--- START MATERIAL SUPPLIED ---

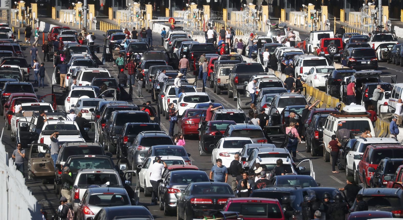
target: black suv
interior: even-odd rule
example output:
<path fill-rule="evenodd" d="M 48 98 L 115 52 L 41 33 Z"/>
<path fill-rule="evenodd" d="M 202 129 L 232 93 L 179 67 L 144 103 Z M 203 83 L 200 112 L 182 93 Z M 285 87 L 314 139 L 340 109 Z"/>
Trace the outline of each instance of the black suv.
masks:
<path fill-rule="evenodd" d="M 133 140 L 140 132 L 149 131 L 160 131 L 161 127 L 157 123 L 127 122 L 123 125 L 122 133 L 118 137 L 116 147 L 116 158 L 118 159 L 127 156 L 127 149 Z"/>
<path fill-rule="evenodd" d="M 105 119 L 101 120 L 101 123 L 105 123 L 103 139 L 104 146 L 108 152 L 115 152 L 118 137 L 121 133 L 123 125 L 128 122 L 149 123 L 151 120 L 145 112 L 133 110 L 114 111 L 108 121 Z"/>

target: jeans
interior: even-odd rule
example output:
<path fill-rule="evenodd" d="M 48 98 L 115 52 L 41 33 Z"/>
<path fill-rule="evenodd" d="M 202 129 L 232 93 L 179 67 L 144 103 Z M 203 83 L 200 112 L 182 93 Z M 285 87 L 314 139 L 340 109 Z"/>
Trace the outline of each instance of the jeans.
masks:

--- END MATERIAL SUPPLIED ---
--- START MATERIAL SUPPLIED ---

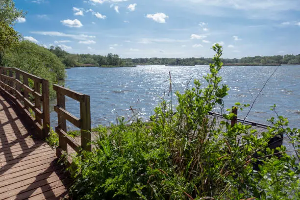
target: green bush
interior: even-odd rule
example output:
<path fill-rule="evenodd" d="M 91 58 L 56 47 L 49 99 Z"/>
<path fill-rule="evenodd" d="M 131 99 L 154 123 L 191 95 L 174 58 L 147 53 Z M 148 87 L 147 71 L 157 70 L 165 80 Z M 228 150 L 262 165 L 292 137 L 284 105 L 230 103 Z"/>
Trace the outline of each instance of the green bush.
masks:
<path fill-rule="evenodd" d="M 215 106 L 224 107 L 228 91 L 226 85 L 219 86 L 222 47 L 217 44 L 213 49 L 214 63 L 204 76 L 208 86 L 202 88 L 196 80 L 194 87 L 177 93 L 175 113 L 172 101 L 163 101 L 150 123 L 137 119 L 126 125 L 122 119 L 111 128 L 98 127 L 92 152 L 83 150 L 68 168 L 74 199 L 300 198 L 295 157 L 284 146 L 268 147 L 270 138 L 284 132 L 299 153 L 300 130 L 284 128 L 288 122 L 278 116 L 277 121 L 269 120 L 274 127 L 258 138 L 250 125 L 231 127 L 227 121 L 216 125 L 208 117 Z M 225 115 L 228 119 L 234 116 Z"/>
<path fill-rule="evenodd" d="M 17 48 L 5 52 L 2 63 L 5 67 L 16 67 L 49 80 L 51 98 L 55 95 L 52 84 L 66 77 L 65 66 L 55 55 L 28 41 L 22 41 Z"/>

--- END MATERIAL SUPPLIED ---

SHORT EXERCISE →
Restate only the lines from the line containing "target: black suv" to the line containing "133 140 L 140", adding -85 to every coordinate in the answer outlines. The requests and their format samples must remain unchanged.

EXERCISE ANSWER →
target: black suv
interior: even-odd rule
example output:
<path fill-rule="evenodd" d="M 48 98 L 115 52 L 41 33 Z"/>
<path fill-rule="evenodd" d="M 202 129 L 232 93 L 179 67 L 144 103 Z M 203 83 L 200 112 L 182 93 Z M 285 87 L 314 139 L 340 109 Z"/>
Trace the outline of each instance of the black suv.
masks:
<path fill-rule="evenodd" d="M 48 55 L 55 47 L 64 46 L 75 46 L 76 42 L 72 38 L 42 37 L 38 40 L 37 48 L 33 52 L 31 62 L 31 73 L 33 74 L 42 71 L 42 64 Z"/>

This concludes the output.